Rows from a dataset
begin

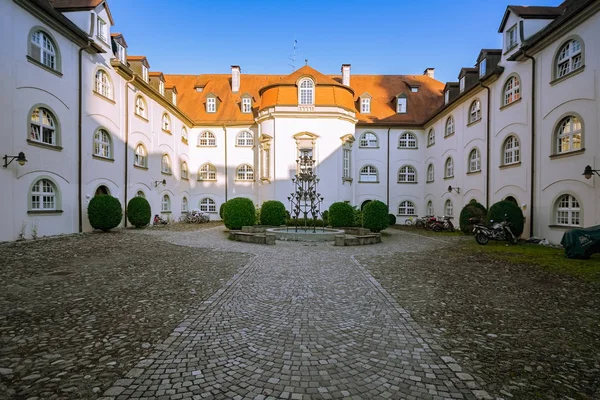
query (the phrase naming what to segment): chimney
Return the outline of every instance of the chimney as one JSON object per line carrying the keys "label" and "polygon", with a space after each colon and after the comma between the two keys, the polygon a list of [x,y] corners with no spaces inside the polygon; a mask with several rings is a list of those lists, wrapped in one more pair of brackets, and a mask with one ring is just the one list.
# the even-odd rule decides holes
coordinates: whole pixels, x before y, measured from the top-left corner
{"label": "chimney", "polygon": [[342,84],[350,86],[350,64],[342,64]]}
{"label": "chimney", "polygon": [[435,79],[433,77],[433,73],[435,71],[435,68],[426,68],[425,71],[423,71],[423,75],[427,75],[428,77],[430,77],[431,79]]}
{"label": "chimney", "polygon": [[240,73],[242,70],[239,65],[231,66],[231,91],[237,93],[240,91]]}

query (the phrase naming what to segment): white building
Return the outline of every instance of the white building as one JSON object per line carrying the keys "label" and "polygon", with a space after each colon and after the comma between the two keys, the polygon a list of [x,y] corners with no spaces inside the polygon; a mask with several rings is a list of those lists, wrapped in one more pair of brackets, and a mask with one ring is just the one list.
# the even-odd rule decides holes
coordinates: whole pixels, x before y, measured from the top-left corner
{"label": "white building", "polygon": [[[325,207],[381,200],[399,222],[509,199],[525,236],[600,224],[600,0],[509,6],[502,49],[458,82],[423,75],[164,75],[128,55],[104,0],[0,0],[6,57],[0,241],[89,231],[87,203],[146,197],[218,219],[233,197],[287,204],[310,146]],[[81,90],[80,90],[81,89]],[[25,226],[25,228],[23,228]]]}

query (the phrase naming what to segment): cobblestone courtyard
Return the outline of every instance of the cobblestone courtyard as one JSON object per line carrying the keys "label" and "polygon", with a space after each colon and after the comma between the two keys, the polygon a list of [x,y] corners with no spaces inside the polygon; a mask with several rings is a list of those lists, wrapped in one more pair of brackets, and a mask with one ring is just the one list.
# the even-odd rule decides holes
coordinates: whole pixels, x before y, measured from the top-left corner
{"label": "cobblestone courtyard", "polygon": [[464,269],[460,240],[253,246],[218,226],[4,245],[0,398],[597,398],[598,288]]}

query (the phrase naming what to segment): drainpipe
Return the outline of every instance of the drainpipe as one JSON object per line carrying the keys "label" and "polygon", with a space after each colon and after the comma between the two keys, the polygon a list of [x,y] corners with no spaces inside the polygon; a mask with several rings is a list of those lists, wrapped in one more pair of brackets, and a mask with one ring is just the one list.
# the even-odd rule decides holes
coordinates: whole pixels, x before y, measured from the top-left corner
{"label": "drainpipe", "polygon": [[533,209],[535,200],[535,58],[523,51],[531,60],[531,192],[529,196],[529,236],[533,236]]}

end

Copy every line of the entries above verbatim, leaving out the pictures.

| The result |
query (the phrase naming what to segment): chimney
Return the outline of every instance of the chimney as one JSON object per line carrying the keys "label" and "polygon", with a space after each colon and after the comma between the two keys, the polygon a list of [x,y] corners with no spaces inside the polygon; a mask with several rings is a list of those lists, wrapped in one more pair of brackets, and a mask with one ring is just the one list.
# the even-odd rule decides holes
coordinates: whole pixels, x before y, measured from the top-left corner
{"label": "chimney", "polygon": [[342,84],[350,86],[350,64],[342,64]]}
{"label": "chimney", "polygon": [[435,79],[433,77],[433,73],[435,71],[435,68],[426,68],[425,71],[423,71],[423,75],[427,75],[428,77],[430,77],[431,79]]}
{"label": "chimney", "polygon": [[240,73],[242,70],[239,65],[231,66],[231,91],[237,93],[240,91]]}

query (the phrase naming what to segment): white building
Return the outline of every instance of the white building as one JSON object per line carrying the keys "label" and "polygon", with a space after each colon and after the comma between the two keys, the polygon a list of [x,y] corners with no spaces inside the polygon; a mask with several rings is a list of those lists, wrapped in one more pair of brackets, and a mask with one ring is just the one list.
# the even-odd rule decides holes
coordinates: whole pixels, x before y, measured from the top-left corner
{"label": "white building", "polygon": [[[325,207],[381,200],[399,222],[509,199],[525,236],[600,224],[600,0],[509,6],[502,49],[458,82],[423,75],[164,75],[128,55],[104,0],[0,0],[6,57],[0,241],[89,231],[87,203],[146,197],[218,219],[233,197],[287,204],[310,146]],[[81,90],[80,90],[81,89]],[[25,226],[25,228],[23,228]]]}

query (the phrase naming what to segment): cobblestone courtyard
Return the outline of every instance of the cobblestone courtyard as one JSON object per line carrying the keys "label" and "polygon", with a space after each colon and after the comma between the two keys, the polygon a list of [x,y] corners with no spaces inside the polygon; a mask with several rings is a list of those lists, wrapped in one more pair of brackets, and a mask with one ring is just the one list.
# the even-odd rule decides holes
coordinates: whole pixels, x before y, measured from the top-left corner
{"label": "cobblestone courtyard", "polygon": [[464,269],[460,240],[253,246],[218,226],[4,245],[0,398],[597,398],[598,288]]}

query (the phrase naming what to segment): drainpipe
Return the outline of every instance of the drainpipe as one JSON object per line carrying the keys "label" and "polygon", with a space after each colon and after the comma between the two keys, the polygon a list of [x,y] corners with no spaces inside the polygon; a mask with several rings is a list of those lists, wrapped in one more pair of brackets, and a mask with one ring is just the one list.
# the even-odd rule decides holes
coordinates: whole pixels, x before y, measured from the top-left corner
{"label": "drainpipe", "polygon": [[533,209],[535,200],[535,58],[523,51],[531,60],[531,192],[529,196],[529,236],[533,236]]}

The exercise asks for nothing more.